-- Extrait du texte --
- - -

C’est donc ces jours-ci que l’Inde est devenue officiellement le pays le plus peuplé du monde, dépassant la Chine.
Bravo.
Bravo… de quoi, pour quoi, exactement?
J’ai regardé sur une chaîne allemande un reportage éclairant. Le réalisateur, roublard, filma des Indiens qui se rengorgeaient d’être si nombreux à encombrer le globe; puis il leur proposa de continuer l’interview chez eux. Voici donc un certain Mohinder, petit fonctionnaire de Bombay, moustachu, l’air niais et la vue basse. Il habite avec sa femme, ses quatre enfants, sa mère, sa sœur et une vieille tante dans un appartement minuscule, vétuste, au sixième étage d’un immeuble qui semble ne tenir que par la peinture écaillée de sa façade et par la grâce du dieu Shiva. Mohinder déplore devant la caméra sa vie de misère et de promiscuité. «On dort à cinq ici (geste) et à quatre là-bas! Et c’est mon maigre salaire qui doit nous nourrir tous…»
Mohinder, mon ami, toujours fier d’être surpeuplé?
(On se demande d’ailleurs comment il a fait pour engendrer quatre moutard(e)s. L’ascenseur? L’armoire? Le palier?)
Dans le cadre d’un article que je voulais écrire sur la problématique de l’eau, je me suis renseigné sur l’Inde. Je me disais: au moins, ils en ont à satiété, vu les inondations qui frappent régulièrement le sous-continent. Eh bien, non: mon collègue Erwin, un expert, m’envoya ce court message: «les nappes phréatiques indiennes sont menacées d’épuisement; par ailleurs, elles sont lourdement polluées par l’agriculture intensive qui consomme 90% de l’eau extraite des puits; et des millions de puits supplémentaires sont forés chaque année. On va à la catastrophe.»
Mohinder, mon ami, tu entends ça? Toujours fier?

- - -

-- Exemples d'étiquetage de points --
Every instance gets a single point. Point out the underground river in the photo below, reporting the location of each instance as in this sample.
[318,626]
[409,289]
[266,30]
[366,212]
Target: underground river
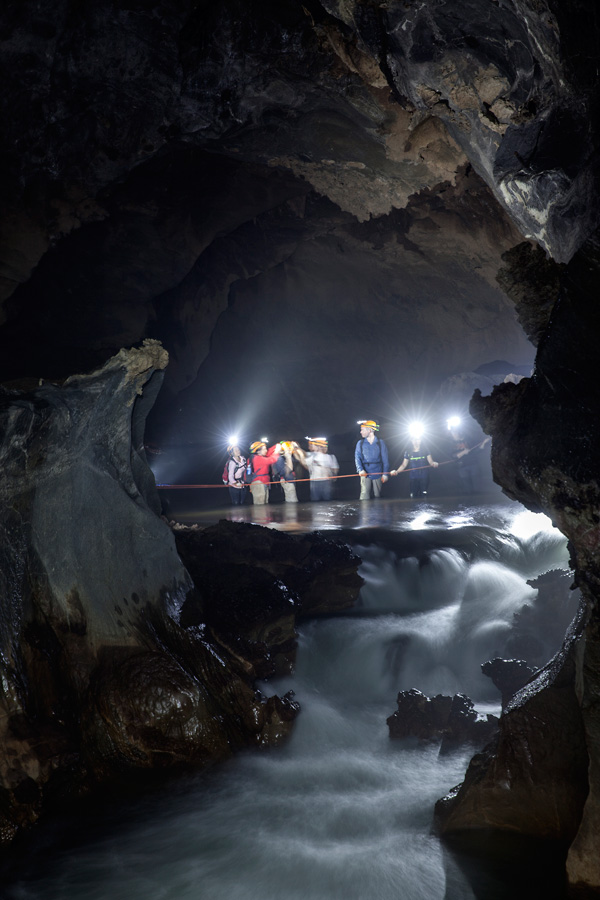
[340,811]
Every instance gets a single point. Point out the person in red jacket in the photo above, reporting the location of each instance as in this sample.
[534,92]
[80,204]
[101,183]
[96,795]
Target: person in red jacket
[262,460]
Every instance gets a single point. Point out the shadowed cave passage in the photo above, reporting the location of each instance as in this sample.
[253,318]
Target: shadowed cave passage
[321,211]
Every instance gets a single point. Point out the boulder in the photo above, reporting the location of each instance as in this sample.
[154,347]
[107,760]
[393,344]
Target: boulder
[100,681]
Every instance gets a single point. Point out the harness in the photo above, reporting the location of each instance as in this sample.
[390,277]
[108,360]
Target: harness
[371,461]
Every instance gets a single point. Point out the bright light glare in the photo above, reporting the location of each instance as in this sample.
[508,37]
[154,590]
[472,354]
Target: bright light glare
[416,429]
[420,521]
[525,524]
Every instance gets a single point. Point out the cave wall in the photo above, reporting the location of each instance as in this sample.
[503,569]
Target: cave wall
[166,163]
[166,167]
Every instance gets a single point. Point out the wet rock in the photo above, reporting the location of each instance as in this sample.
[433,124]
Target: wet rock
[533,780]
[320,575]
[99,681]
[450,720]
[540,625]
[509,675]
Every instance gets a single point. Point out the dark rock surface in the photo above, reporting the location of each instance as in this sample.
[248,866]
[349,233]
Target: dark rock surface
[534,779]
[171,170]
[509,676]
[114,664]
[451,720]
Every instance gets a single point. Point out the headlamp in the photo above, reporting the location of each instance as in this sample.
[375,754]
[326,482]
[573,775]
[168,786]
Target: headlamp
[416,429]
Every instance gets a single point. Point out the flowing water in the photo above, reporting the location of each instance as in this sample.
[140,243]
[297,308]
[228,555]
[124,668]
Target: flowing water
[340,811]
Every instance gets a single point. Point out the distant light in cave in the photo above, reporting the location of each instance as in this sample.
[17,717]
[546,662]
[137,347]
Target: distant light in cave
[416,430]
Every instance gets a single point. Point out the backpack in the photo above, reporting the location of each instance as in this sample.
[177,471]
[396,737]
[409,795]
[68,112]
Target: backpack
[248,472]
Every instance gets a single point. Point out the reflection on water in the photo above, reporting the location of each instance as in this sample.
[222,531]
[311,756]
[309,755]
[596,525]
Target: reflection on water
[339,813]
[392,514]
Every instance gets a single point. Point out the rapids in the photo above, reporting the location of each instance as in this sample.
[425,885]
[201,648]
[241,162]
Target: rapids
[340,811]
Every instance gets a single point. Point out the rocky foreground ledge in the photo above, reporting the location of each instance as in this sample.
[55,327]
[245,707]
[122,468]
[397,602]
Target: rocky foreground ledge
[119,660]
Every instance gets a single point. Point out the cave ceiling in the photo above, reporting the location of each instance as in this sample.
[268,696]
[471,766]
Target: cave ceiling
[307,203]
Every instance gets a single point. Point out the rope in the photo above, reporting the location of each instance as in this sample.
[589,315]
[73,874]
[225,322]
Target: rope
[174,487]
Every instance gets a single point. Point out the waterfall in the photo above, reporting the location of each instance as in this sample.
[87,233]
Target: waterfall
[340,811]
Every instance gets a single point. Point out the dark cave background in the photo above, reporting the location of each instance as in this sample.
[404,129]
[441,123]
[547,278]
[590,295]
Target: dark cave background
[305,253]
[325,210]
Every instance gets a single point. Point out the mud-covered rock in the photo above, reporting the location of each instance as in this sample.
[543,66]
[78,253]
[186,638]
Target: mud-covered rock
[99,681]
[509,675]
[451,720]
[533,780]
[320,575]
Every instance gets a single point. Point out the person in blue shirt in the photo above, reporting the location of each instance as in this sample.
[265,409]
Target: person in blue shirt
[371,458]
[417,459]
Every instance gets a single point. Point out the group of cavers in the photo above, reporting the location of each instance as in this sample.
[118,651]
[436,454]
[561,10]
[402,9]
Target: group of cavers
[267,465]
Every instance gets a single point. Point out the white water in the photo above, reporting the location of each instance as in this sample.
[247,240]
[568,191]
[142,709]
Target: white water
[340,811]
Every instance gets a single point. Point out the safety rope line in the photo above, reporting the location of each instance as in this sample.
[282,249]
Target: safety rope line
[174,487]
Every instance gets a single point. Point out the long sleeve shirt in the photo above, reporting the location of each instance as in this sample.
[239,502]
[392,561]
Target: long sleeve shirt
[372,458]
[262,464]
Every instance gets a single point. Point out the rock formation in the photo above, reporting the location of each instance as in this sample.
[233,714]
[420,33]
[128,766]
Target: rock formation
[450,720]
[110,668]
[348,173]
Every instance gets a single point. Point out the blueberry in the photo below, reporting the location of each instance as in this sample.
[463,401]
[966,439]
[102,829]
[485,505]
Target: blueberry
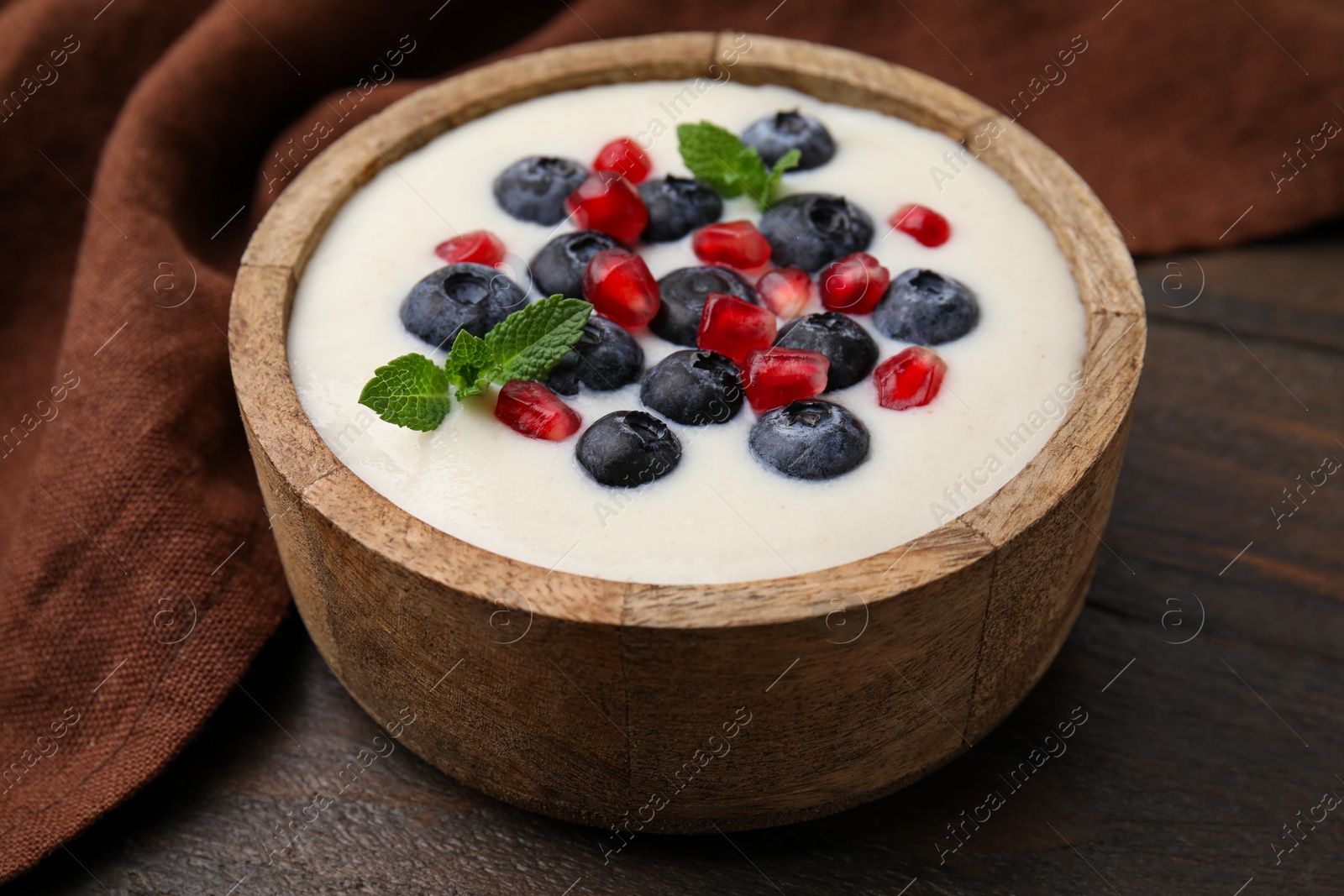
[559,266]
[925,308]
[604,359]
[628,448]
[534,188]
[694,387]
[676,207]
[811,439]
[457,297]
[812,230]
[784,130]
[851,351]
[683,298]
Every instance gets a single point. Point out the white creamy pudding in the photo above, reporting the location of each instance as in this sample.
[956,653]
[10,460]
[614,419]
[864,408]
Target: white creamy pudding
[721,515]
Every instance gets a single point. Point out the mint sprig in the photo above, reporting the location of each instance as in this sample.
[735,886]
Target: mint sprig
[719,159]
[531,340]
[412,390]
[470,364]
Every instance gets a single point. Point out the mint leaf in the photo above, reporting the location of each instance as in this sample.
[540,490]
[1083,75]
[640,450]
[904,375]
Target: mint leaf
[530,342]
[719,159]
[470,364]
[772,181]
[409,391]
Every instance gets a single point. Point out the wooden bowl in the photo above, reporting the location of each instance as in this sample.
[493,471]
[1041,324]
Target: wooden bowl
[680,708]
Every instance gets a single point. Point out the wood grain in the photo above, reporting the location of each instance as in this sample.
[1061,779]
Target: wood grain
[600,701]
[1178,783]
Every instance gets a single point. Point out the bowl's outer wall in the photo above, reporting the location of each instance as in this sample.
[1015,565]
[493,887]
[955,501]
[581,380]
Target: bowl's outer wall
[680,708]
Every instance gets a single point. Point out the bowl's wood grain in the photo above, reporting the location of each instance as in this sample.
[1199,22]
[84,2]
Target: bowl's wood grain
[581,698]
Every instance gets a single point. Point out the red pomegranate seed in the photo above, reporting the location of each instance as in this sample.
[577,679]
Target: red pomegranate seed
[786,291]
[620,286]
[479,246]
[925,224]
[909,379]
[625,157]
[737,244]
[774,376]
[732,327]
[528,407]
[855,284]
[609,203]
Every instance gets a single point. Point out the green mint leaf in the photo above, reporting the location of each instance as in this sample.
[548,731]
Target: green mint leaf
[409,391]
[719,159]
[772,183]
[470,364]
[530,342]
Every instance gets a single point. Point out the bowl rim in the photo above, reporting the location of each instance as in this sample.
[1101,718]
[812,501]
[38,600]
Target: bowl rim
[282,437]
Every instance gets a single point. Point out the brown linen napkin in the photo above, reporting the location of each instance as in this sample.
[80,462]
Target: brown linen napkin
[139,145]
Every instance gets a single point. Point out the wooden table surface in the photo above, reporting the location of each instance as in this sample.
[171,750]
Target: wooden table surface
[1209,663]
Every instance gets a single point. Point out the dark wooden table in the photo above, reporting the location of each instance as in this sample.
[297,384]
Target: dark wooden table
[1210,663]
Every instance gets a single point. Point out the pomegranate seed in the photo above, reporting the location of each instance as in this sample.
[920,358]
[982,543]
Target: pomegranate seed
[625,157]
[479,246]
[853,284]
[786,291]
[609,203]
[737,244]
[774,376]
[620,286]
[732,327]
[925,224]
[528,407]
[909,379]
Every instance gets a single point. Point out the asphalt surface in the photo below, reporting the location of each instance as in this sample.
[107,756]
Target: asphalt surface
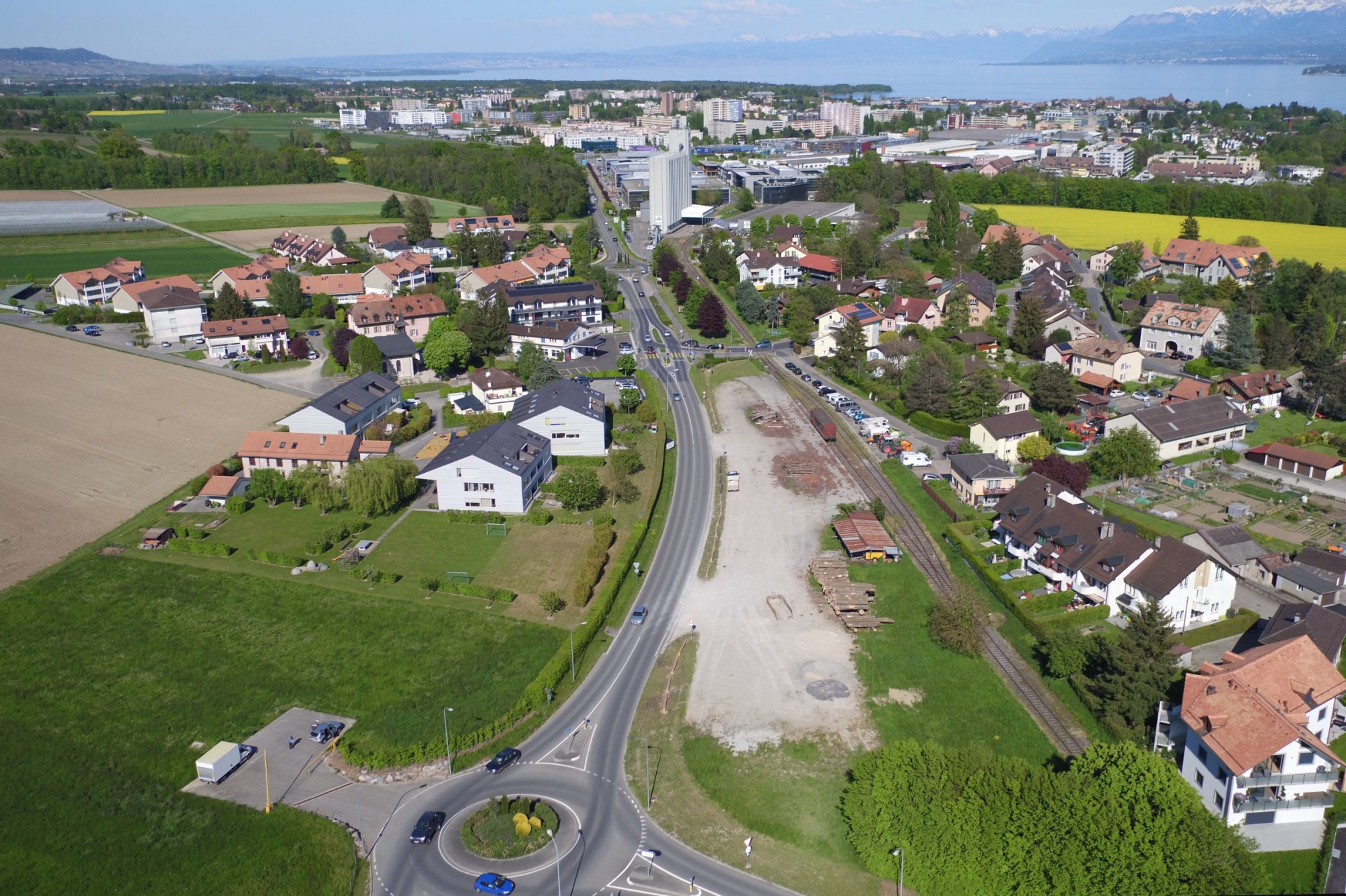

- - -

-- Consigne --
Recopiez mot pour mot l'intégralité de l'extrait sur la population de l'Inde.

-- Réponse attendue --
C’est donc ces jours-ci que l’Inde est devenue officiellement le pays le plus peuplé du monde, dépassant la Chine.
Bravo.
Bravo… de quoi, pour quoi, exactement?
J’ai regardé sur une chaîne allemande un reportage éclairant. Le réalisateur, roublard, filma des Indiens qui se rengorgeaient d’être si nombreux à encombrer le globe; puis il leur proposa de continuer l’interview chez eux. Voici donc un certain Mohinder, petit fonctionnaire de Bombay, moustachu, l’air niais et la vue basse. Il habite avec sa femme, ses quatre enfants, sa mère, sa sœur et une vieille tante dans un appartement minuscule, vétuste, au sixième étage d’un immeuble qui semble ne tenir que par la peinture écaillée de sa façade et par la grâce du dieu Shiva. Mohinder déplore devant la caméra sa vie de misère et de promiscuité. «On dort à cinq ici (geste) et à quatre là-bas! Et c’est mon maigre salaire qui doit nous nourrir tous…»
Mohinder, mon ami, toujours fier d’être surpeuplé?
(On se demande d’ailleurs comment il a fait pour engendrer quatre moutard(e)s. L’ascenseur? L’armoire? Le palier?)
Dans le cadre d’un article que je voulais écrire sur la problématique de l’eau, je me suis renseigné sur l’Inde. Je me disais: au moins, ils en ont à satiété, vu les inondations qui frappent régulièrement le sous-continent. Eh bien, non: mon collègue Erwin, un expert, m’envoya ce court message: «les nappes phréatiques indiennes sont menacées d’épuisement; par ailleurs, elles sont lourdement polluées par l’agriculture intensive qui consomme 90% de l’eau extraite des puits; et des millions de puits supplémentaires sont forés chaque année. On va à la catastrophe.»
Mohinder, mon ami, tu entends ça? Toujours fier?